Bacaan yang Diberikan.
━━━━━━━━━━

Namun, Youtube makin mentereng. Kesuksesan Youtube, selain skala bisnisnya yang global, telah menciptakan banyak influencer terkenal dan pemain pertama, posisinya netral bagi semuanya. Bahkan, stasiun TV MNC dan Emtek pun juga punya akun Youtube. Stasiun TV yang ngga punya platform OTT seperti grup Transmedia justru mentereng di Youtube, dan sekarang menjadi salah satu pemain terbesar di Youtube. Akhirnya project “Youtube KW” pun gagal.
Yang membedakan MNC dan Emtek justru adalah action ketika mereka tahu ini project gagal. Jika Emtek bergerak cepat dengan mengubah format bisnis Vidio menjadi OTT ala Netflix, MNC super lambat dan ngga fokus. Mungkin karena mereka merasa nyaman sebagai leader di TV dan pay TV (MNC Vision dan KVision). Action yang signifikan ketika akhirnya Emtek melepas Vidio ke SCMA pada 2019. Disinilah aha moment Itu terjadi.

━━━━━━━━━━

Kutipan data

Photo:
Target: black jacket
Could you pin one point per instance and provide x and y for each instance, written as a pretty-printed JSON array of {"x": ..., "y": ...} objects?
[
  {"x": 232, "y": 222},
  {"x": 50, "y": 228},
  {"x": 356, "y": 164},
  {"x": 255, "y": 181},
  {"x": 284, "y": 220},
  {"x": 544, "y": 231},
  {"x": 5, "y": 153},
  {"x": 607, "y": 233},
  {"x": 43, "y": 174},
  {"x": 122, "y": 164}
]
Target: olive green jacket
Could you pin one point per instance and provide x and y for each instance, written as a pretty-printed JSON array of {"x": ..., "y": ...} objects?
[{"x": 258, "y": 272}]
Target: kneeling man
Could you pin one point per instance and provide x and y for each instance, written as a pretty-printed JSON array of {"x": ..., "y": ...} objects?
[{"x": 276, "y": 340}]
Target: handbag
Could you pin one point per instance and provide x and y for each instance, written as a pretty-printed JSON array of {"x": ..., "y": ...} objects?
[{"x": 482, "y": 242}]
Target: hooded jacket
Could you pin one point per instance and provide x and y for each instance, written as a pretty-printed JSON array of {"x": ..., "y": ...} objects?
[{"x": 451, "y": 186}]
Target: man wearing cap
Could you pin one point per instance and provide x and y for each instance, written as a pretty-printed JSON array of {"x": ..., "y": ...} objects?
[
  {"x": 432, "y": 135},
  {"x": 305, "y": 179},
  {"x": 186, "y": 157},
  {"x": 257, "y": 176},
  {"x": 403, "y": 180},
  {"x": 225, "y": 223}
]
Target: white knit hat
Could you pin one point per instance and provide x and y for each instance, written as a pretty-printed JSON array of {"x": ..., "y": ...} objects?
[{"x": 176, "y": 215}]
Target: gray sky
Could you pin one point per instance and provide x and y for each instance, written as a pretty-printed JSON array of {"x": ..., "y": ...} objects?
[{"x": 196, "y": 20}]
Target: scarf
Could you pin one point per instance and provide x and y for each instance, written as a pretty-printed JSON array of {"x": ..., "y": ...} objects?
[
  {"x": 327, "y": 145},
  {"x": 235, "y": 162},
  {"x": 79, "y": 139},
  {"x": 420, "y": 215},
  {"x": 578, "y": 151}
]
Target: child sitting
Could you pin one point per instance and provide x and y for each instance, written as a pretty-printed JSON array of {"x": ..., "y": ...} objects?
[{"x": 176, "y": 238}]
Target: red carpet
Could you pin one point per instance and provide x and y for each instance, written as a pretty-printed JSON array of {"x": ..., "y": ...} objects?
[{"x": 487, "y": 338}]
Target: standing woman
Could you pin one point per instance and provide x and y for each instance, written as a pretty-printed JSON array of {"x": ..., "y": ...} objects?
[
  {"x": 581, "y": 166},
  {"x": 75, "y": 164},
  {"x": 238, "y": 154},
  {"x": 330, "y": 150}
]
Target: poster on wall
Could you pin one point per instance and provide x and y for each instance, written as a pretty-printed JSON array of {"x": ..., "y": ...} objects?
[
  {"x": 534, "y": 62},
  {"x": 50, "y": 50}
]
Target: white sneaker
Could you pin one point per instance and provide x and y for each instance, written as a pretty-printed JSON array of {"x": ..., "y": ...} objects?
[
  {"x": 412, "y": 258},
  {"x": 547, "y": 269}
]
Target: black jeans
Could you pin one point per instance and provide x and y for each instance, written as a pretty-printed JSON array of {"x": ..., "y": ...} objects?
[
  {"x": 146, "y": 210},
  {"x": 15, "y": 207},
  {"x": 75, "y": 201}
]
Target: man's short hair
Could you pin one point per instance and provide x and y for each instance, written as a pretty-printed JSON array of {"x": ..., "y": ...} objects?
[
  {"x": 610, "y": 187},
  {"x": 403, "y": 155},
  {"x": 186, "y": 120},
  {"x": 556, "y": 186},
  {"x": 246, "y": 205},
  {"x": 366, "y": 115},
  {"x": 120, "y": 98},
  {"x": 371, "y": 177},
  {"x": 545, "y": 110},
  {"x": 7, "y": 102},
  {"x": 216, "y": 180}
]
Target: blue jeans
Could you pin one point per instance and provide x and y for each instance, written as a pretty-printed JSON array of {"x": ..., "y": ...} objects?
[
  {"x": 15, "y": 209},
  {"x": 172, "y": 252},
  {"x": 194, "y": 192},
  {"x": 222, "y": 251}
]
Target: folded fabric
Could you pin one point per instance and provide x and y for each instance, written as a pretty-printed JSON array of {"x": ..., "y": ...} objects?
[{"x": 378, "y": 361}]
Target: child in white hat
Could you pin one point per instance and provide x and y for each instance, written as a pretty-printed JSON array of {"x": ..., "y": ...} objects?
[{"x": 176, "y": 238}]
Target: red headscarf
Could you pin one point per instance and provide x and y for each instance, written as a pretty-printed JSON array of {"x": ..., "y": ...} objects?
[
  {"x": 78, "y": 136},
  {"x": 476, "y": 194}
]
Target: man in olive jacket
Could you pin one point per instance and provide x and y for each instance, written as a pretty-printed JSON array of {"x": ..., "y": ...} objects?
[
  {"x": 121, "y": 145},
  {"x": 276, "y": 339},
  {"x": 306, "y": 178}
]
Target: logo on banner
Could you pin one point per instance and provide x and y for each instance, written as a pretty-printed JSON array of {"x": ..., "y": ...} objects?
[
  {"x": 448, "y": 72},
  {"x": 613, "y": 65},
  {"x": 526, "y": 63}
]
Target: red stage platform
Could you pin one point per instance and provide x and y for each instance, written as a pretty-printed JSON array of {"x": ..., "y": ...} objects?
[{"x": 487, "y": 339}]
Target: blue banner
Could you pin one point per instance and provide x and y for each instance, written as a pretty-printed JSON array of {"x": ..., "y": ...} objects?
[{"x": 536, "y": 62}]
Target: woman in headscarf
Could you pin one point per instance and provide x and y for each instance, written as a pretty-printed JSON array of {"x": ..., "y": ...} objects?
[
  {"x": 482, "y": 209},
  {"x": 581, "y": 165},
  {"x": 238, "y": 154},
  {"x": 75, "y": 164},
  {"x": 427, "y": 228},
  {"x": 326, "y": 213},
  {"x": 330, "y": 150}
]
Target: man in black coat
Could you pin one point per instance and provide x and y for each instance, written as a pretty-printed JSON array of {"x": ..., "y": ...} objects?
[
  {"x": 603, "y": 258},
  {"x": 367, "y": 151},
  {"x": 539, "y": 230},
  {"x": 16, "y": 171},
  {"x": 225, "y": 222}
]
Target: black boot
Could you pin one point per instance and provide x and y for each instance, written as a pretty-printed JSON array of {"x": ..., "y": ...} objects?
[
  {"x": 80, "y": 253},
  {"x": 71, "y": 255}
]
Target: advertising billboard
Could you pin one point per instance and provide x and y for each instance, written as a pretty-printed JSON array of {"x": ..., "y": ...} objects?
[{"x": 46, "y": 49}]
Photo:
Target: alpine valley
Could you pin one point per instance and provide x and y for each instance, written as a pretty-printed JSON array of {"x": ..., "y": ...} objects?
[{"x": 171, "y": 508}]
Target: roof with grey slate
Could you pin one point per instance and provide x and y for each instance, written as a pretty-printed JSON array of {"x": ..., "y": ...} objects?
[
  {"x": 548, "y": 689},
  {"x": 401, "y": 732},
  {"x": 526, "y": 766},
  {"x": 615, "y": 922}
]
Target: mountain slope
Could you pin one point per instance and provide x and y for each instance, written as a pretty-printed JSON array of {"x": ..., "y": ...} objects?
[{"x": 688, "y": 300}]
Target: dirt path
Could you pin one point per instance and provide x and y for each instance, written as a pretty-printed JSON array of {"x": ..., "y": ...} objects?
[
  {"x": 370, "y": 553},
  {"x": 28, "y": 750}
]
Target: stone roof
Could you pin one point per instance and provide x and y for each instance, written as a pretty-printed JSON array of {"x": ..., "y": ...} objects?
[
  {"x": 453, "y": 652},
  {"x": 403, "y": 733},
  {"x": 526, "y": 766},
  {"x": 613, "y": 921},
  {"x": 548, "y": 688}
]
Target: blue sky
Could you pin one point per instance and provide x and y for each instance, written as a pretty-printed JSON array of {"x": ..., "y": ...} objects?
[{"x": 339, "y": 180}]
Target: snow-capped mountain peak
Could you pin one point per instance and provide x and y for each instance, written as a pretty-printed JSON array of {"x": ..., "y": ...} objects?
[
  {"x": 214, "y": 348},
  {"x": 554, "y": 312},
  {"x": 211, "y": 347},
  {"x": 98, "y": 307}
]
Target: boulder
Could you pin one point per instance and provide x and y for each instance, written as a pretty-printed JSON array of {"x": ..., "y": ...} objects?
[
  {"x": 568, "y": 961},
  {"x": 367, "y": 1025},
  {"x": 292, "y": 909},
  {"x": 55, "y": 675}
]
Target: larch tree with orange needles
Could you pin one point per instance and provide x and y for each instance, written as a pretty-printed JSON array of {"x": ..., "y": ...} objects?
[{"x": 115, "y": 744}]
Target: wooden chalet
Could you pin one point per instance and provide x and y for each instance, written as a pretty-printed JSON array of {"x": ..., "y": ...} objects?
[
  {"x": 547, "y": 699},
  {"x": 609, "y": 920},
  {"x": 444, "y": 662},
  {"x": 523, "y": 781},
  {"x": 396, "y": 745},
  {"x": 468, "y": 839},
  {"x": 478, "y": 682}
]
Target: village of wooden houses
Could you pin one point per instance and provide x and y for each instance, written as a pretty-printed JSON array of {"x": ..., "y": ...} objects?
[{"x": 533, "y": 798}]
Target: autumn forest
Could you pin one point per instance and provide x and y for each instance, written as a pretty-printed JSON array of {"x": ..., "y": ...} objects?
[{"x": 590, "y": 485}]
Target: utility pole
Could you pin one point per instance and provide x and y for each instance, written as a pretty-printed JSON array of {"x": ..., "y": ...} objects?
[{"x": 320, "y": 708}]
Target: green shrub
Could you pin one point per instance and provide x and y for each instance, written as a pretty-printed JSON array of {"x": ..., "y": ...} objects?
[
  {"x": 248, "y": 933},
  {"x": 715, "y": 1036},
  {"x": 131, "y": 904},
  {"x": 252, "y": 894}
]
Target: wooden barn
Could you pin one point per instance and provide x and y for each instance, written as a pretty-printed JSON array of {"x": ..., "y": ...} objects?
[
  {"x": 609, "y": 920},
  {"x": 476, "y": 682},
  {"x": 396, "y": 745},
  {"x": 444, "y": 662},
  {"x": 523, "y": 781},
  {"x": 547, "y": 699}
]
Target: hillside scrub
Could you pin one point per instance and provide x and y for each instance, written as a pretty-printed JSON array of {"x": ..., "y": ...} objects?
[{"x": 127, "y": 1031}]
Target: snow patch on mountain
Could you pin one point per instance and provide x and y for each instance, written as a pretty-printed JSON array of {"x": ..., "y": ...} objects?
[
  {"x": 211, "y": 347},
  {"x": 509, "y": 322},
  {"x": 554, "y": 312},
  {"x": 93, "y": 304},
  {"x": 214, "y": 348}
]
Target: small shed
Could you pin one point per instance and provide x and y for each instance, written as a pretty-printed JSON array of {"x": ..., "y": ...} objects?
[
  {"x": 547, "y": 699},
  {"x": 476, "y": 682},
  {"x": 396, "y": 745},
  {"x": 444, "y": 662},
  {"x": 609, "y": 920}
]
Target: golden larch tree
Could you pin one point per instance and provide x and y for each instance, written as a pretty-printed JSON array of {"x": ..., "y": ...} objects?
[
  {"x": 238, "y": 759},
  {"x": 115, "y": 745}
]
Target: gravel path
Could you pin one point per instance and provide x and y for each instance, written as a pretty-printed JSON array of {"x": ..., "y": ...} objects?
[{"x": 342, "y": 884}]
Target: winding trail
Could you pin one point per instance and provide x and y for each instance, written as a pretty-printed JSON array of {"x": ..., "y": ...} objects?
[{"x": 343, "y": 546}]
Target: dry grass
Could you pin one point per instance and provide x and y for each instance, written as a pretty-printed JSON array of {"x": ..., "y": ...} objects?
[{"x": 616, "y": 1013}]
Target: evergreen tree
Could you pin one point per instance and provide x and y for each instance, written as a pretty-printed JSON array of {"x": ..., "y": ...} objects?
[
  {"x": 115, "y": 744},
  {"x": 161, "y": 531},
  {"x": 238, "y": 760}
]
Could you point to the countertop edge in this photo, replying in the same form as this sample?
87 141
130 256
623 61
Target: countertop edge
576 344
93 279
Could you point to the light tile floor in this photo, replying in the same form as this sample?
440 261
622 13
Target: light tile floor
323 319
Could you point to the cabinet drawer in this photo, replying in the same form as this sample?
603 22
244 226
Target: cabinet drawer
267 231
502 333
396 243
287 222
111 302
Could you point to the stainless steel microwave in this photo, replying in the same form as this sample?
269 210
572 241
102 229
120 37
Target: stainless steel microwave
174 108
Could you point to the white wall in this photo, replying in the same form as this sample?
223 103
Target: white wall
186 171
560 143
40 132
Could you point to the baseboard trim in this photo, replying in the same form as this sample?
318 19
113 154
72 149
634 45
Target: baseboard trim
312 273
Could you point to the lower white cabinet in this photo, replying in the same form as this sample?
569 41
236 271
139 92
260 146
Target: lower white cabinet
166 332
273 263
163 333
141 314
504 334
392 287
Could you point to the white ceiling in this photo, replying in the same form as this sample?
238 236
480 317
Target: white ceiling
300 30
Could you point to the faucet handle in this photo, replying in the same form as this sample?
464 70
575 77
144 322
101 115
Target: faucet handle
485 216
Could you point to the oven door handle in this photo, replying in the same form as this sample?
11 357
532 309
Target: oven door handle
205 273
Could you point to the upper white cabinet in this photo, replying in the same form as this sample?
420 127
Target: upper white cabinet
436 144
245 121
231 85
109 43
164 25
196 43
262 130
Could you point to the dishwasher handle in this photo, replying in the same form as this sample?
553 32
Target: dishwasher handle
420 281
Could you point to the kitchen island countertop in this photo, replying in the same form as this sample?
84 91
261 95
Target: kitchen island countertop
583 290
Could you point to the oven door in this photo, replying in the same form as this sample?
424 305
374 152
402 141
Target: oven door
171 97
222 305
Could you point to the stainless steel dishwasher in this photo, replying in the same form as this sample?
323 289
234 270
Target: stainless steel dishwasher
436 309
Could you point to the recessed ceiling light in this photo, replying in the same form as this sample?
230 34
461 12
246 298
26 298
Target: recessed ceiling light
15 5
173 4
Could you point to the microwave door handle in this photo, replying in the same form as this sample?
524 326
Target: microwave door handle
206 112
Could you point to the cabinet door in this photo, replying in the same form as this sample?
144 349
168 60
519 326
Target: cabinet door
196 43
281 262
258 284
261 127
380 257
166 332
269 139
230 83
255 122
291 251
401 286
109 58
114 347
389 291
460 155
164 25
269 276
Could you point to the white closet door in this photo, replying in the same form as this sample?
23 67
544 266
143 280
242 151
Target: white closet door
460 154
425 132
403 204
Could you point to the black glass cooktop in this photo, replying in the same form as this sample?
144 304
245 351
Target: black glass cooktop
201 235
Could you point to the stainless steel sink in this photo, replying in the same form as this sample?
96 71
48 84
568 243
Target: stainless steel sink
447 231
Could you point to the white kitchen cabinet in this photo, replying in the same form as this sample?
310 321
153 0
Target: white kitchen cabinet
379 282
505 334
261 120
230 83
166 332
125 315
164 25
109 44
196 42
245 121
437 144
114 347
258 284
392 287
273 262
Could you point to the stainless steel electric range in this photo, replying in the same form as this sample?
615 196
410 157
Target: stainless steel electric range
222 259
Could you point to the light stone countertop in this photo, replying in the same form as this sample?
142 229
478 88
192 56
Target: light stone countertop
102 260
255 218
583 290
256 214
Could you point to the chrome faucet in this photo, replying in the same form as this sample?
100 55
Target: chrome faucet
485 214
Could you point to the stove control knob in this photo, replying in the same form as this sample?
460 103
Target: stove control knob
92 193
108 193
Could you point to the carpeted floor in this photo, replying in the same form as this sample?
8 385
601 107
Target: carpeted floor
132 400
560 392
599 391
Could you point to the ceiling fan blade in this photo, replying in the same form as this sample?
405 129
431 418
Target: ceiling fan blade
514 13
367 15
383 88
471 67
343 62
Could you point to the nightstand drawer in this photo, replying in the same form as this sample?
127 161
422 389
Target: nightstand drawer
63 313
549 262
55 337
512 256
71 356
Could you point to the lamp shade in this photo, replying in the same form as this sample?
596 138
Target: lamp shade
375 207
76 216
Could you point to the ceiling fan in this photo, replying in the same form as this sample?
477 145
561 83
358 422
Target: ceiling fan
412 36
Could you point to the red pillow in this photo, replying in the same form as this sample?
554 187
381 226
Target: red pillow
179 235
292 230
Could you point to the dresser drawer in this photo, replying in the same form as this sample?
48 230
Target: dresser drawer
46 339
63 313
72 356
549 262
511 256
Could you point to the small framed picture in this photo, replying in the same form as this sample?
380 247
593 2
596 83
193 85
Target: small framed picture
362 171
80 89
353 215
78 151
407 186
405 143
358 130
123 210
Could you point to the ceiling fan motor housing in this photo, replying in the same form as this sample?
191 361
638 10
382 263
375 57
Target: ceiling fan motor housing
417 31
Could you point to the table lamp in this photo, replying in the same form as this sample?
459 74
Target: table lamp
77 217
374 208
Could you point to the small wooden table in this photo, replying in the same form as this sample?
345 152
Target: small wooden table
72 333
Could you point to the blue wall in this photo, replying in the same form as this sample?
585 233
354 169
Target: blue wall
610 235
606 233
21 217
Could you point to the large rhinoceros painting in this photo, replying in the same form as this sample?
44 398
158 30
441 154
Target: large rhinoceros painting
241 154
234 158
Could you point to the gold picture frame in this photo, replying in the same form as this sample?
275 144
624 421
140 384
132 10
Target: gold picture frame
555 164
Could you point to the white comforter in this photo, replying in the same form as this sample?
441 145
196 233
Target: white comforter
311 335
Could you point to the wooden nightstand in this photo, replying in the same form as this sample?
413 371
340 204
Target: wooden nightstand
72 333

━━━━━━━━━━

Yang Harus Dibuat. Tolong jelaskan dalam satu sampai tiga kalimat apa alasan yang diberikan bacaan tentang MNC dan Emtek atas lambat dan tidak fokusnya MNC setelah tahu proyek "Youtube KW" gagal. Catatan ini merupakan bahan terpisah dari bacaan.

Jawaban. Menurut bacaan, MNC bergerak sangat lambat dan tidak fokus mungkin karena mereka merasa nyaman sebagai pemimpin di TV dan TV berbayar, yaitu melalui MNC Vision dan KVision. Bacaan menyampaikan alasan ini sebagai dugaan, ditandai dengan kata "mungkin".